- [PROBLEM DESCRIPTION]: Continue the announcement about the Trick or Vote Halloween canvass below, starting right after its final sentence.

- [SOURCE]:
The League of Education Voters has partnered with The Washington Bus to host Trick or Vote. It’s the largest non-partisan get-out-the-vote canvass…in costume on Halloween.

Next Friday, October 31, hundreds of volunteers, parents and children, will meet on Capitol Hill to do a quick training and get ready to Trick or Vote in youth-heavy neighborhoods around Seattle. The first wave of Trick or Voters will meet at 3:30 PM, and the second group will meet at 5:30 PM.

Volunteer to Trick or Vote!

Our goal is to knock on 8,000 homes in the Seattle area. We want everyone to VOTE and vote all the way down the ballot. Local races have a huge impact on all our lives and they are determined by only a few hundred votes.

Remember, the 2004 gubernatorial election was decided by just 133 votes and last year’s simple majority for school levies was another close one.

Need help on those charter amendments?

Here’s an easy way to vote on all the races and measures on your ballot.

- [SUPPLIED INFORMATION]:
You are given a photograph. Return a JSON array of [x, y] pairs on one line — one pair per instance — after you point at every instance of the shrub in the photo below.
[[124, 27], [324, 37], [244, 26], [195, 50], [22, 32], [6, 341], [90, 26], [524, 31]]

- [WRITTEN RESPONSE]:
The Progressive Voters Guide lists the endorsements and positions of eighteen organizations who are working to promote education, social justice, the environment, and health care in our state.  Check it out!

Let’s set another record

Washingtonians set a new state record this year by exceeding 3,515,000 registered voters.

Secretary of State Sam Reed predicts 83 percent of registered voters could participate in this election. But that still doesn’t break the 85 percent turnout record that’s stood for more than 60 years.

You can help Washington break the record by signing up to Trick or Vote!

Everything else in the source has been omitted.